Saltonia

Scientific classification
- Kingdom: Animalia
- Phylum: Arthropoda
- Subphylum: Chelicerata
- Class: Arachnida
- Order: Araneae
- Infraorder: Araneomorphae
- Family: Argyronetidae
- Genus: Saltonia Chamberlin & Ivie, 1942
- Species: S. incerta
- Binomial name: Saltonia incerta (Banks, 1898)

= Saltonia =

- Authority: (Banks, 1898)
- Parent authority: Chamberlin & Ivie, 1942

Genus of spiders

Saltonia is a monotypic genus of North American cribellate araneomorph spiders in the family Argyronetidae containing the single species, Saltonia incerta. It was first described by R. V. Chamberlin & Wilton Ivie in 1942, and has only been found in United States. Originally placed with the funnel weavers, it was moved to the Dictynidae in 1967, and to Argyronetidae in 2025.

It is a rare spider only known from the shores of the Salton Sea in California, United States. S. incerta has been found among salt-crusts in several dry or intermittent lake-beds, and from a small island in the Gulf of California. All specimens were collected during March and April near salt springs, salt water, or salt marshes.

Its colulus is similar to that of two genera of intertidal zone spiders of the family Desidae, Paratheuma and Desis. Genetic evidence suggests it is closely related to Paratheuma and the fully aquatic species Argyroneta aquatica.

☆ ☆ ☆ ☆

PROBLEM TO WORK ON:
Rewrite the Saltonia text between "- Parent authority: Chamberlin" and "Argyronetidae in 2025.", inclusive, with "funnel weavers" changed to "funnel-web spiders".

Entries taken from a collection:
☆ ☆ ☆ ☆

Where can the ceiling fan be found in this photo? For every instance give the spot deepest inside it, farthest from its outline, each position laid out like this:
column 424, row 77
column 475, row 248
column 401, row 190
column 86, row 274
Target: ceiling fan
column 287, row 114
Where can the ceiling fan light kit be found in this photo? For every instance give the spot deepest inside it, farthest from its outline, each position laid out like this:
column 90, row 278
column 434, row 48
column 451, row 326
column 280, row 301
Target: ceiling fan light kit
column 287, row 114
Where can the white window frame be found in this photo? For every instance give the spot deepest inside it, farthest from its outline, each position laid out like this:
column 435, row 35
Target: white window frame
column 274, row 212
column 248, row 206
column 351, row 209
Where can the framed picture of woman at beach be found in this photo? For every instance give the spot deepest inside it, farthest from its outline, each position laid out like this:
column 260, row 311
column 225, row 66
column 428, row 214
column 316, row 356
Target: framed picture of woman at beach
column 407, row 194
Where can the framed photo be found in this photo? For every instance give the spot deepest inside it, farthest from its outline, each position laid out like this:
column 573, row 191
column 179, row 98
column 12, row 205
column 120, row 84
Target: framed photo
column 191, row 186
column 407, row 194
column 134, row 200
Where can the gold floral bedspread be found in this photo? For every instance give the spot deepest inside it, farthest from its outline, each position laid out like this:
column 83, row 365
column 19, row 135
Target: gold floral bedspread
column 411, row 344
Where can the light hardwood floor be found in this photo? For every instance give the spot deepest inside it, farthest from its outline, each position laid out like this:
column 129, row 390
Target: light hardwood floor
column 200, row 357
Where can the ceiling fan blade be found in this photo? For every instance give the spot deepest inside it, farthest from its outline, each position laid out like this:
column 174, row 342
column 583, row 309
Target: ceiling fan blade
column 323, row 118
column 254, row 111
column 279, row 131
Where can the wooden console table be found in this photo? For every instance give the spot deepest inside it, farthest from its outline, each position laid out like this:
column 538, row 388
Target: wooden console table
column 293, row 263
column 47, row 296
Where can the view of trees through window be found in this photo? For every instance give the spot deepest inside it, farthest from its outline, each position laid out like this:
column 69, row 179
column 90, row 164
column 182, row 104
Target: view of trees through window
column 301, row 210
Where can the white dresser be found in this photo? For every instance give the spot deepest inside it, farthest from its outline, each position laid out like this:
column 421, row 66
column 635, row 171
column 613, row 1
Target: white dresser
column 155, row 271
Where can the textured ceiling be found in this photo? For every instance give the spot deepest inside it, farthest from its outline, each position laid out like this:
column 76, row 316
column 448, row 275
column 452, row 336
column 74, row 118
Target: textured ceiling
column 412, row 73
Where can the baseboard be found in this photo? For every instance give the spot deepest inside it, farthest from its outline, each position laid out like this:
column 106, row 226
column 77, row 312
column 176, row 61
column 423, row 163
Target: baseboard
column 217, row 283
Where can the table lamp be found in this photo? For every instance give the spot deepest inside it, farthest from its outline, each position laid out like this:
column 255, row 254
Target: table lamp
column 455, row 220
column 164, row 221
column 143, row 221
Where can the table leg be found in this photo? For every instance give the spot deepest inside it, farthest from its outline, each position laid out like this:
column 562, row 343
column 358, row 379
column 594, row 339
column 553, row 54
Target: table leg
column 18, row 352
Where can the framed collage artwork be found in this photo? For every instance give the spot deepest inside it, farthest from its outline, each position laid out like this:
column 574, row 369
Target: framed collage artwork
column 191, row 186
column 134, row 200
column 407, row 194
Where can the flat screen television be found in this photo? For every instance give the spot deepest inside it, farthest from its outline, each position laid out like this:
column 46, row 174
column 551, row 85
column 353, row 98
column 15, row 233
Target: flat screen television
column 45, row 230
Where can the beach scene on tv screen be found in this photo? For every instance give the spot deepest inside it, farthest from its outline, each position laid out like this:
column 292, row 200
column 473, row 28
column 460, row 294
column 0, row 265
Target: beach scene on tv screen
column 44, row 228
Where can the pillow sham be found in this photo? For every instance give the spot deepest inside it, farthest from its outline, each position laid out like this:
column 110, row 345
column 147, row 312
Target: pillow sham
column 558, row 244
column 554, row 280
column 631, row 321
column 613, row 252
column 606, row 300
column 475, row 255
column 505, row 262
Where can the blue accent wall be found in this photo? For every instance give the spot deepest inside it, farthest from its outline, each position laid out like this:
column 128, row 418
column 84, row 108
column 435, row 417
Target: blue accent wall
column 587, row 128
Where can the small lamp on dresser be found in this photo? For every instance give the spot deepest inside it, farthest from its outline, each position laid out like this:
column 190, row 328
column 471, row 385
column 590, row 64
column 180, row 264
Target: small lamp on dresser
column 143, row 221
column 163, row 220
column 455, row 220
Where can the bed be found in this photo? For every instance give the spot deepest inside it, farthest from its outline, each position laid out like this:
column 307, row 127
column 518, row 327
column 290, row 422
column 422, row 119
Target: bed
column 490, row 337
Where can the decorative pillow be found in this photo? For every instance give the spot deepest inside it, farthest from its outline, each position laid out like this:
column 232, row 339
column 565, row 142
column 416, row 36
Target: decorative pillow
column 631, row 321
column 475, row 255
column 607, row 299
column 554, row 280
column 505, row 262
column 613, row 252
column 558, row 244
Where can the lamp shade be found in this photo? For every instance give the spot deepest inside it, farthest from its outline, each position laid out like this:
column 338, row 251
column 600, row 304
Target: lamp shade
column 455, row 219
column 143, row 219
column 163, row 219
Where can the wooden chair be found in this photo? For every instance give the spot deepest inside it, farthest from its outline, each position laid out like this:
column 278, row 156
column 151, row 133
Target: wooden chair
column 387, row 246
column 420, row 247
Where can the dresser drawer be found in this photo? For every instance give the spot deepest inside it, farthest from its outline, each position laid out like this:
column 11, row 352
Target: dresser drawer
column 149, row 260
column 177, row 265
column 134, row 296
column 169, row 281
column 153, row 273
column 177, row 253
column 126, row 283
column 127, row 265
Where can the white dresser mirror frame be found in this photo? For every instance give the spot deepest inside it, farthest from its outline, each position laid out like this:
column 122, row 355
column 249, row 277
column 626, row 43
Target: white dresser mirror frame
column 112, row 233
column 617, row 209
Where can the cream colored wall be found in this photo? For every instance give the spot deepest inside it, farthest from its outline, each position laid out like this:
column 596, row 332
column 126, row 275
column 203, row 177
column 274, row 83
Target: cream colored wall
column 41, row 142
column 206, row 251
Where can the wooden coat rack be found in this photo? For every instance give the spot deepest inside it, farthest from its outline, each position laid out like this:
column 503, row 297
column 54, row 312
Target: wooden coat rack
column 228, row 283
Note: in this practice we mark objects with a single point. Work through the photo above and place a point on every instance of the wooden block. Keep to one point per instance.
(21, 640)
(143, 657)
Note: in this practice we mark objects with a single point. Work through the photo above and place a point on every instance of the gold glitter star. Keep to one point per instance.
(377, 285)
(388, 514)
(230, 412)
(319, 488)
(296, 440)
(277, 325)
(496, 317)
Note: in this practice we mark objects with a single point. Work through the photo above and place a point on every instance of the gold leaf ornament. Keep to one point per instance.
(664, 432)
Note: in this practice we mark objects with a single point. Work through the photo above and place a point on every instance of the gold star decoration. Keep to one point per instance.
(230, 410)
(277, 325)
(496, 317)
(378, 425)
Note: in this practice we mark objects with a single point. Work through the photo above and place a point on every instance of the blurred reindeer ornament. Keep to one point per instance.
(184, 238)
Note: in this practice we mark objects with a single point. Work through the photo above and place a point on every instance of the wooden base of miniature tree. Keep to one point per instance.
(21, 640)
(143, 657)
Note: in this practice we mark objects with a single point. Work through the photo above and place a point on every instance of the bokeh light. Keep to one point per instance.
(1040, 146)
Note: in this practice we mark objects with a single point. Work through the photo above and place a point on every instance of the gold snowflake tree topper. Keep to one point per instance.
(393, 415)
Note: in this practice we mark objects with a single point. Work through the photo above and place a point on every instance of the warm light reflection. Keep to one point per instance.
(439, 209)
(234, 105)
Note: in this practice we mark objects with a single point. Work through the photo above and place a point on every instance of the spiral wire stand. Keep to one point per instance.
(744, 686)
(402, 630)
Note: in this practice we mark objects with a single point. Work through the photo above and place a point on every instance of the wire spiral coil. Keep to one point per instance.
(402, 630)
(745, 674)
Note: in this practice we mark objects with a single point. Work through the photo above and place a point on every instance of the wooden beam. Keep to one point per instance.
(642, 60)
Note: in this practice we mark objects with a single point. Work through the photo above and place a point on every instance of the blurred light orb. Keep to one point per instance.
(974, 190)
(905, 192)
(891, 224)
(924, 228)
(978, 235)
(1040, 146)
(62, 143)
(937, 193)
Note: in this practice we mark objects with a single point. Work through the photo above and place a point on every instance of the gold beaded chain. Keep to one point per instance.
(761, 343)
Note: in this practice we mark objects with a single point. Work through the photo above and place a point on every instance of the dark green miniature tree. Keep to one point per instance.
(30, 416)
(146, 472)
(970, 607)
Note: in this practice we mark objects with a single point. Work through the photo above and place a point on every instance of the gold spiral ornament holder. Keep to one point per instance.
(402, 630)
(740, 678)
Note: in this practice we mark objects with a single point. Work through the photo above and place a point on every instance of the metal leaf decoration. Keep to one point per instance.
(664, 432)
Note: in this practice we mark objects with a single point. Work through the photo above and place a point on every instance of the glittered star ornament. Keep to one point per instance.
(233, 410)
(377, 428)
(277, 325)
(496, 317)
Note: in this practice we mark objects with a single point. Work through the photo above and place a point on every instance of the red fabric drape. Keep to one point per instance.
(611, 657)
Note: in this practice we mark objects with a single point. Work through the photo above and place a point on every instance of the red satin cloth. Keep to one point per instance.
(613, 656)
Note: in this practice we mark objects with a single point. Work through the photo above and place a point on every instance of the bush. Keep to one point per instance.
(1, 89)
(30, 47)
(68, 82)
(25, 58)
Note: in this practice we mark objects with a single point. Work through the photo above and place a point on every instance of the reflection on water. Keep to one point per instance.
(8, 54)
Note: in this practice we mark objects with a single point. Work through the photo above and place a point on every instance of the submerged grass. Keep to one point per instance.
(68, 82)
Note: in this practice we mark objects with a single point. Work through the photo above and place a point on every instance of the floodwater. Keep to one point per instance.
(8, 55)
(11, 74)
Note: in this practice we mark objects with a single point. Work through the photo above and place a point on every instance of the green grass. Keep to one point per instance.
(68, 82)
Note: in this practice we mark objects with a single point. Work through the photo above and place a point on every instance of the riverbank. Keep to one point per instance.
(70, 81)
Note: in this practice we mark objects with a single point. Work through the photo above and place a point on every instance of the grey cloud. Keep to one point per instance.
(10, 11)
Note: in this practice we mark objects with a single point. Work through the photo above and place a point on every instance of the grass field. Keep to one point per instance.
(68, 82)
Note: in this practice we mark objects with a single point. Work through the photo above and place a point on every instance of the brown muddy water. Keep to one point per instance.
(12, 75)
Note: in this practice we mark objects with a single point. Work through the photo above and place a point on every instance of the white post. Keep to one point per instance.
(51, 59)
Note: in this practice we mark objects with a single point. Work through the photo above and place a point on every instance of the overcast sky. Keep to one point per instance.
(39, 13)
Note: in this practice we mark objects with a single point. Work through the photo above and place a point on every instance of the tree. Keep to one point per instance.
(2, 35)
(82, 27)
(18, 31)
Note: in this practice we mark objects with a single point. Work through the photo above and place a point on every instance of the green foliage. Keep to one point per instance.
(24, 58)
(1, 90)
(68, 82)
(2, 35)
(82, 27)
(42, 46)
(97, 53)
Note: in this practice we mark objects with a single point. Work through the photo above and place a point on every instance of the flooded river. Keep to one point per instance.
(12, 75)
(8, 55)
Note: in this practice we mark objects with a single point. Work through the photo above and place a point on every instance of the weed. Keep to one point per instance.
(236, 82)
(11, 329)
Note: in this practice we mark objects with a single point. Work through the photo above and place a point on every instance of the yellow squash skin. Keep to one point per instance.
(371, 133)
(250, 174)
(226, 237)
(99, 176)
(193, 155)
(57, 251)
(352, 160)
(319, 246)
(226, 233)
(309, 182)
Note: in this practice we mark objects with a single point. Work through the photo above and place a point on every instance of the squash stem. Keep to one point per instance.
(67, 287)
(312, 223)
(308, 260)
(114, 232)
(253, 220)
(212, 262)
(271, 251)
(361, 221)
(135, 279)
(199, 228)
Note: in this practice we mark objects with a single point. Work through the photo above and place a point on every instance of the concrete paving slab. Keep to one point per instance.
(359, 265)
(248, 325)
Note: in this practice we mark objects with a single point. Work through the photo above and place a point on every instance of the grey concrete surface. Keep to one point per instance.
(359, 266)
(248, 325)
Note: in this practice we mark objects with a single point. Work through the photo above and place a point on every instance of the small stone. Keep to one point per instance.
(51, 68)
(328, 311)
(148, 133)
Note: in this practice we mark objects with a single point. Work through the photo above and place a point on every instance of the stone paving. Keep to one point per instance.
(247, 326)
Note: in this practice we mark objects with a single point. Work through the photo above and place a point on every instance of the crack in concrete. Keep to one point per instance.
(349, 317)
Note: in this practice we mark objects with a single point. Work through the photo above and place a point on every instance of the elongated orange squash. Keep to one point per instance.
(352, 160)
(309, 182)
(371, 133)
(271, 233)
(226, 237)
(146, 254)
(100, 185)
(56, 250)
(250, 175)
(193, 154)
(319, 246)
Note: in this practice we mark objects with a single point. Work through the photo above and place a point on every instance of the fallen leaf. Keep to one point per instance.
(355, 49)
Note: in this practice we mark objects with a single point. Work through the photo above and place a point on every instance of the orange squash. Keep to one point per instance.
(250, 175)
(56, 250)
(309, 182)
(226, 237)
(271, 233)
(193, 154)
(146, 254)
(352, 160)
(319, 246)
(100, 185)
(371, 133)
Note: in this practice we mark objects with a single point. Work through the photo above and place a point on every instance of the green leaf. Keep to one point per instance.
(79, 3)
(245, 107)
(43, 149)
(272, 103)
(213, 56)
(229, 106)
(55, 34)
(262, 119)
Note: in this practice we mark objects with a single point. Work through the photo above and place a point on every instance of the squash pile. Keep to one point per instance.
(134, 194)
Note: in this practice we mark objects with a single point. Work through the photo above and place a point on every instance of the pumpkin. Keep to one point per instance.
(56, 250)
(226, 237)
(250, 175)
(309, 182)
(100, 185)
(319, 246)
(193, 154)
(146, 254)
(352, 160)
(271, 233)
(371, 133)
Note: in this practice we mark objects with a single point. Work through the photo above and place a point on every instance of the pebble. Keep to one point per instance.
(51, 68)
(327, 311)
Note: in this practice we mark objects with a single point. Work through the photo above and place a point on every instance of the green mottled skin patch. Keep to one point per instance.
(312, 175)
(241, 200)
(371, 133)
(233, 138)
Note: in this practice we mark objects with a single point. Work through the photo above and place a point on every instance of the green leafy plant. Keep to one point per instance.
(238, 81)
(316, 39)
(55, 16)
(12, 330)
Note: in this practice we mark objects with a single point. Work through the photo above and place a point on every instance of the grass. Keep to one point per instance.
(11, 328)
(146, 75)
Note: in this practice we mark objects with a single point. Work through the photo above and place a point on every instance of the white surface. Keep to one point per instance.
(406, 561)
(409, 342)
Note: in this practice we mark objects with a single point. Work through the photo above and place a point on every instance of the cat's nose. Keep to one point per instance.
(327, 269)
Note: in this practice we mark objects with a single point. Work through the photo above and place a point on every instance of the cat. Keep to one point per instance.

☆ ☆ ☆ ☆

RESPONSE BOX:
- Parent authority: Chamberlin & Ivie, 1942

Genus of spiders

Saltonia is a monotypic genus of North American cribellate araneomorph spiders in the family Argyronetidae containing the single species, Saltonia incerta. It was first described by R. V. Chamberlin & Wilton Ivie in 1942, and has only been found in United States. Originally placed with the funnel-web spiders, it was moved to the Dictynidae in 1967, and to Argyronetidae in 2025.